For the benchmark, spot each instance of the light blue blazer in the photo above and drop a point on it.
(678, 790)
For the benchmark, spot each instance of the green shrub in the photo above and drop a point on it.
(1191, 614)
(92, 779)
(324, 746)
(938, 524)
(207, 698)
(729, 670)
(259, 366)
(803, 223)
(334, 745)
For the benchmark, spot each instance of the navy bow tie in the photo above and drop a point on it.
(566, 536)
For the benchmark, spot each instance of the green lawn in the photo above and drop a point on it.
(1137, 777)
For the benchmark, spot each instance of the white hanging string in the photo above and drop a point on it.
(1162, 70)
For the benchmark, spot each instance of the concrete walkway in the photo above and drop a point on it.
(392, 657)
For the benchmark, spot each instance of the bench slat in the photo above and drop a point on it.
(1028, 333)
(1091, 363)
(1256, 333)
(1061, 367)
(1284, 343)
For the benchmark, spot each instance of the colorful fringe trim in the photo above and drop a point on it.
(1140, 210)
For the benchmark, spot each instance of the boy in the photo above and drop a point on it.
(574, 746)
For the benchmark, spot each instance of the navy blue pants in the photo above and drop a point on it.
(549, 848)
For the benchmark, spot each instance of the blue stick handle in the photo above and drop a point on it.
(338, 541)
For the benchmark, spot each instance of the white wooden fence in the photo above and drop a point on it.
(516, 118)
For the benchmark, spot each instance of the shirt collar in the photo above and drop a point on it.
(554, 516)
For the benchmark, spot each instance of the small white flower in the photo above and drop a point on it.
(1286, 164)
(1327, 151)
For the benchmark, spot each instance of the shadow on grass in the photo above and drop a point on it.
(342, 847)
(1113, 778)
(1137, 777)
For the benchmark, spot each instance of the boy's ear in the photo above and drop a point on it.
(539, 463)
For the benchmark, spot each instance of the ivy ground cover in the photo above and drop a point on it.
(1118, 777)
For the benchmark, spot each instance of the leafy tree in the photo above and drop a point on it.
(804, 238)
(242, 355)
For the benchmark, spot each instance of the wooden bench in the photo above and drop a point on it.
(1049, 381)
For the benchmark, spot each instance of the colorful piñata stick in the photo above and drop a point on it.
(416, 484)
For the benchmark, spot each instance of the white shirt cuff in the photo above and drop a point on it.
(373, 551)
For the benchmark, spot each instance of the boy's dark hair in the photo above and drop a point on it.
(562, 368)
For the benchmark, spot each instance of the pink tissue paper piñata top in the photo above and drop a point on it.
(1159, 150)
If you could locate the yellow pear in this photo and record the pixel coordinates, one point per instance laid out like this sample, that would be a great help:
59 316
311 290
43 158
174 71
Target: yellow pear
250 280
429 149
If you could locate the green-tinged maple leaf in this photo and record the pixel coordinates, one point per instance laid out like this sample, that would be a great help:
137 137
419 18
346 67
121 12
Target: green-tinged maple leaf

================

◆ PROBLEM REQUIREMENTS ◆
Could you copy the records back word for word, starting at the line that contains "For the benchmark, spot each instance of the ivy" and stopping after the final line of the records?

◆ WRITTEN ANSWER ◆
For the benchmark, spot each instance of the ivy ground cover in the photo above and drop a point on it.
(1118, 777)
For the benchmark, spot each instance of the leafy tree in the photo above and drop a point on it.
(804, 238)
(242, 355)
For the benchmark, spot each instance of the wooden bench in the photo above and drop a point on it.
(1049, 381)
For the benchmark, spot each instance of the colorful piñata stick in the photo above and drop a point on it.
(416, 484)
For the benchmark, spot each instance of the white shirt cuff in the photo above and drop a point on it.
(373, 551)
For the benchmark, spot each instance of the boy's dark hair in the photo above and drop a point on it.
(562, 368)
For the benchmark, spot each instance of the pink tissue paper piñata top in the photo above and drop a point on it.
(1159, 150)
If you could locate the yellow pear in this photo and record the pixel coordinates, one point per instance laid out like this sample, that would be a great help:
59 316
311 290
43 158
174 71
Target: yellow pear
250 280
429 149
If you could locate the green-tinged maple leaf in this photo and record the pixel coordinates, one point per instance laid out like this sample, that would be a great help:
137 137
419 18
346 67
121 12
Target: green-tinged maple leaf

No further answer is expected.